Cita palabra por palabra el tramo del texto sobre Bernini en Roma que va desde "UN HOMBRE DEL" hasta "mármol sin defectos.".

▶ Fragmento seleccionado
---+---

Dom 12.04.2009
turismo

ITALIA > ARTE Y MEMORIA

Bernini en Roma

Italia vive hoy la tragedia causada por el terremoto que asoló la región de Abruzzo. Cuna de arte y civilización, ningún sismo podrá borrar en la península la memoria de quienes, a lo largo de los siglos, marcaron la identidad de sus ciudades. Y en Roma, Gian Lorenzo Bernini, emblema del Barroco, tiene su propio itinerario. Un rumbo a seguir entre la columnata que abraza el Vaticano hasta Piazza Navona y la Fontana di Trevi.

› Por Graciela Cutuli

En la nave derecha de Santa Maria Maggiore, una de las cuatro grandes basílicas de Roma, una placa de mármol desnudo, sin estatuas ni ornamentos, informa escuetamente: “Aquí reposa Gian Lorenzo Bernini”. Las paradojas de la historia quisieron que el más grande escultor del Barroco, el maestro de las líneas tensas y ondulantes que pueden descubrirse desde el Baldaquino del Vaticano hasta la Piazza Navona, esté sepultado en total discreción a la sombra del espectacular techo dorado de la basílica, realizado con el oro americano que los Reyes Católicos donaron al papa Alejandro VI Borgia. Roma, la ciudad eterna, la también caótica, multiforme y sonora Roma, permite cientos de años después seguir las obras de uno de los artistas que mejor la soñaron y embellecieron: Gian Lorenzo Bernini, el perfeccionista a ultranza, el escultor de los papas y el gran rival de Borromini.

UN HOMBRE DEL BARROCO Gian Lorenzo había nacido en Nápoles en 1598 en el hogar de Pietro Bernini, de origen florentino, y Angelica Galante, napolitana. Pocos años después la familia regresó a Roma, donde Pietro comenzó a trabajar para el cardenal Scipione Borghese. El mismo mecenas que tiempo después encargaría al joven Gian Lorenzo el busto que motivó una de las más conocidas anécdotas sobre la rapidez y maestría de su cincel: se cuenta que durante el trabajo el mármol reveló un defecto y, sin que Borghese lo supiera Bernini, le pidió interrumpir el trabajo por unos pocos días. Esos pocos le alcanzaron para esculpir un nuevo busto, totalmente idéntico, esta vez en un trozo de mármol sin defectos.

---+---

▶ Datos registrados
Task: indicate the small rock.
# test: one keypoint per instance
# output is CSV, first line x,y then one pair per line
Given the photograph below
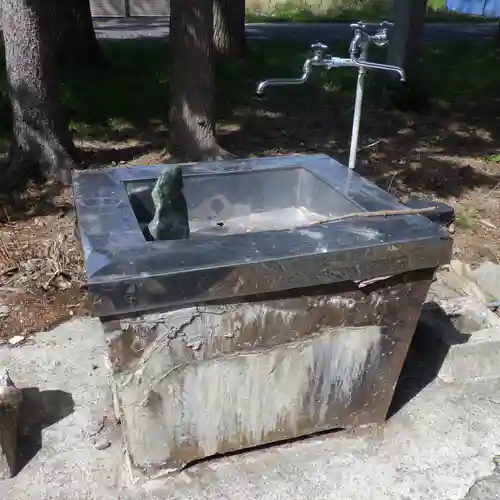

---+---

▶ Tarea resuelta
UN HOMBRE DEL BARROCO Gian Lorenzo había nacido en Nápoles en 1598 en el hogar de Pietro Bernini, de origen florentino, y Angelica Galante, napolitana. Pocos años después la familia regresó a Roma, donde Pietro comenzó a trabajar para el cardenal Scipione Borghese. El mismo mecenas que tiempo después encargaría al joven Gian Lorenzo el busto que motivó una de las más conocidas anécdotas sobre la rapidez y maestría de su cincel: se cuenta que durante el trabajo el mármol reveló un defecto y, sin que Borghese lo supiera Bernini, le pidió interrumpir el trabajo por unos pocos días. Esos pocos le alcanzaron para esculpir un nuevo busto, totalmente idéntico, esta vez en un trozo de mármol sin defectos.